Domande da svolgere:
A. Elenca tutte le persone che il testo sulle opere di Vicentino Michetti indica con nome e cognome.
B. Riprendi il testo sulle opere di Vicentino Michetti e proseguilo dopo l'ultima frase riportata.

Brano di testo:
━━━━━━
Per l'Abruzzo affacciato sul mondo...


 
Sabato, 30 Dicembre 2017 12:10

Aurum. Laila Michetti, "vi racconto la vita di mio padre Vicentino"

 Le opere donate da Vicentino Michetti al Comune saranno esposte all’Aurum. Sindaco e Blasioli: “Dedicata a lui la Sala Barbella. Una vicenda che trova un lieto fine per l’Ente, la città e l’artista”

“Sì della Giunta alla delibera con cui si adempie all’obbligo della donazione modale delle opere di Vicentino Michetti. Una soluzione gradita alle figlie ed eredi di Vicentino Michetti e all’Amministrazione Comunale che così aprirà al pubblico pescarese e non solo la possibilità di visionare le opere di Michetti, artista geniale anche per molte idee che hanno precorso il presente di questa città – dice il sindaco Marco Alessandrini - Lo farà approvando il progetto che porterà l’esposizione in modo permanente all’Aurum di Pescara, nella ex sala Barbella. La progettazione prevede infatti la sistemazione delle opere all’Aurum, nella sala che prenderà il nome di Sala Vicentino Michetti e conterrà la esposizione permanente oltre che nella parte esterna alla sala stessa”.

“E’ il miglior lieto fine che potessimo scrivere su questa vicenda, per la città, per la famiglia e per l’opera di Vicentino Michetti - Il Vicesindaco Antonio Blasioli - Nel 1995 l'artista pescarese donava al Comune di Pescara alcune opere perché fossero esposte in una sala a lui dedicata del costituendo Museo d’Arte Moderna, prese in consegna dall’Amministrazione dopo la stipula dell'atto di donazione, nell’ottobre 2001, ma mai collocate nel predetto spazio, nonostante l'espresso impegno assunto in tal senso col citato attoProprio per questo nel 2008 gli eredi dell’artista citavano in giudizio l’Amministrazione per il mancato adempimento dell’obbligo assunto di provvedere alla sistemazione unitaria delle opere oggetto della donazione, chiedendo il risarcimento dei danni."
━━━━━━
Voci estratte:
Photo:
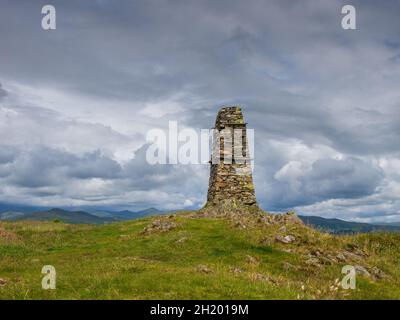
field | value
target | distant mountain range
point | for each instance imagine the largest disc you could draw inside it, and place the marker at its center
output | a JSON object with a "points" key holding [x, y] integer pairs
{"points": [[95, 217], [15, 213], [337, 226]]}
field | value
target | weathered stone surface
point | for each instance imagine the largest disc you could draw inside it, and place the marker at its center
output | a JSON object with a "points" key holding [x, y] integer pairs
{"points": [[159, 226], [285, 239], [232, 181]]}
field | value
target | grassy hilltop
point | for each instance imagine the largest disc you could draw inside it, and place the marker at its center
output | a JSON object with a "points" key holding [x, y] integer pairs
{"points": [[190, 256]]}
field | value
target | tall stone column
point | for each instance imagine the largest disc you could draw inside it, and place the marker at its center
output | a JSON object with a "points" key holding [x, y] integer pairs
{"points": [[231, 181]]}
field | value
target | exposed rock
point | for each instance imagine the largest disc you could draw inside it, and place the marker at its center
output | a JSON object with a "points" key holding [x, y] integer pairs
{"points": [[204, 269], [340, 257], [362, 270], [288, 266], [236, 270], [313, 262], [160, 226], [181, 240], [377, 273], [7, 235], [252, 260], [285, 239]]}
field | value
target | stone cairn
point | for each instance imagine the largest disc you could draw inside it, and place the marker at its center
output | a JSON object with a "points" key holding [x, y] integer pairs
{"points": [[231, 183]]}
━━━━━━
Raccolta delle risposte:
A. Laila Michetti, Vicentino Michetti, Marco Alessandrini, Antonio Blasioli

B.
"Nel 2011, nel corso del giudizio, si giungeva alla determinazione di definire in via bonaria ogni questione tra le parti, riconoscendosi la piena validità ed efficacia dell’atto di donazione e stabilendosi che tutte le opere donate da Vicentino Michetti nel 1995, oltre a 45 disegni ancora da consegnare ed al quadro ad olio denominato “I miei genitori”, venissero esposte in via permanente nella sala degli Alambicchi, da intitolarsi all’artista scomparso come “Sala Vicentino Michetti”, ed inoltre che le 37 sculture in terracotta, bronzo, marmo cera e gesso venissero collocate all’aperto, principalmente all’ingresso del complesso ma anche questa transazione non ha sortito gli esiti sperati. Da Presidente del Consiglio contattai più volte la figlia Laila da cui è nata anche un’amicizia a cui tengo particolarmente per cercare soluzioni e devo dire che gli eredi sospesero il contenzioso con il Comune. Con l’assessore Di Iacovo abbiamo incontrato Laila Michetti e so che questa soluzione è ben accetta agli eredi. Così ho lavorato per reperire la provvista economica necessaria all’allestimento. Due anni fa ho lavorato per lo spostamento della statua di Grazia Masciarelli detta “la marinara”, statua del 1958 al centro della sala consiliare. Prima era nascosta in un angolo e nessuno la notava. Il mio impegno non termina qui. Ho un’idea per Grazia e per omaggiare Vicentino Michetti. Dopo l’inaugurazione di questa sala espositiva ne riparlerò con Laila. Approvato il progetto in giunta nei prossimi giorni, partiremo subito con l’allestimento della sala. Vogliamo aprire il prima possibile alla città questa esposizione”.

Vi racconto la vita di mio padre Vicentino Michetti.

Si legge in uno scritto della figlia.

"Un’artista un genio. Si definiva orgogliosamente “Illetterato perché la mia arte è pura e non è contaminata dalle accademie”.

Mio padre nacque a Calascio il 16 febbraio 1909 da madre di Calascio e padre di Alanno.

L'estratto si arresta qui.